**Excerpt**

+++

Or was it the other way round? Perhaps the idea of helping others actually pushed some folks to overcome their self-regard.

Or was the dominant experience to feel "fraught"? Was there a tension between "doing the right thing" and "doing the other thing"? Note that I'm being intentionally vague here — you probably expected that sentence to end "or to be selfish." We very easily assimilate the idea of "the good" and "doing the right thing" to doing the pro-social thing.


A set of ideas, a way of looking at the world, a comprehensive vision that may serve the interests of "society" or some group within society

But our point - indeed it is really just a side note - is not really to contrast natural and ideological — it's more natural vs. cultural. Just take a note of how easily we think of "the right thing" and "the social thing" as one and the same.

+++

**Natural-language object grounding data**
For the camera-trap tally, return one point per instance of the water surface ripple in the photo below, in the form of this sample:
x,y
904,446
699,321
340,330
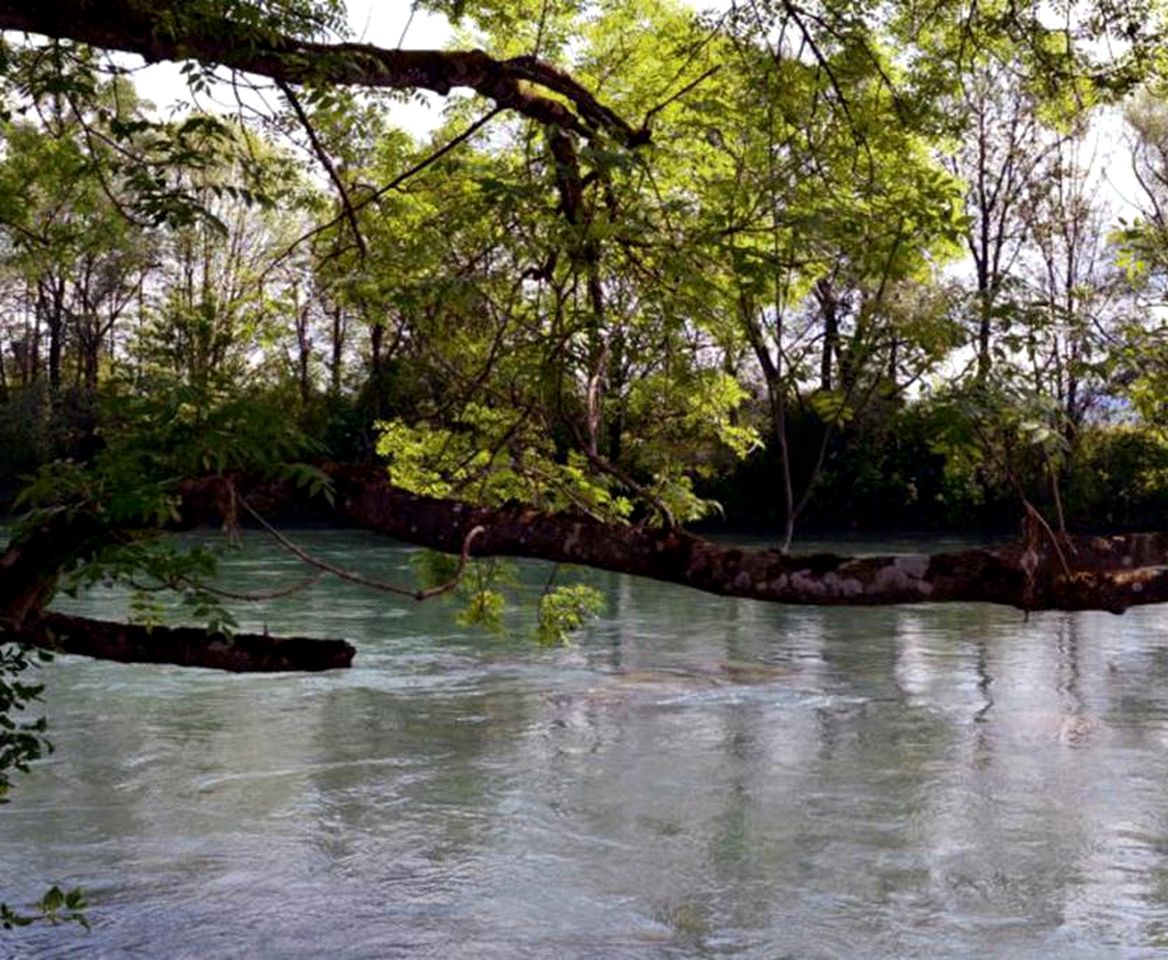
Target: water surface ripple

+++

**Things to do**
a - Do these statements agree with the excerpt about doing the right thing? Answer yes or no for each, quoting the deciding words of the excerpt. (i) The writer is deliberately vague in the question about "doing the other thing". (ii) The main point is to contrast natural and ideological. (iii) The idea of helping others may have pushed some people to overcome their self-regard.
b - According to the excerpt about doing the right thing, what ending does the writer think readers probably expected for the sentence about "doing the other thing"?
c - Resume the excerpt about doing the right thing after its last sentence.

**Responses for each task**
a -
(i) Yes: "Note that I'm being intentionally vague here"
(ii) No: "is not really to contrast natural and ideological — it's more natural vs. cultural."
(iii) Yes: "Perhaps the idea of helping others actually pushed some folks to overcome their self-regard."

b - "or to be selfish."

c -
One source for this way of thinking is in Aristotle's idea of virtue and "the good" - in the small section of The Ethics that we looked at Aristotle1 described the concept of MAGNANIMITY: it's easy to read his description and think of arrogance but he is getting at the idea of a "higher state" of good that is attainable through fortune or hard work. One who has may be proud of the achievement and it is marked, among other things by rising above the pettiness of tit for tat and constant social climbing. It would not be hard to extract from it a picture of "gentelmanly values" that are easy for a rich person to hold to and to be dismissive. For our purposes what is important is the implication that the capacity to put others first is described as a higher form of existence. This corresponds with our fall back understanding of "do the right thing" as "do the pro-social thing."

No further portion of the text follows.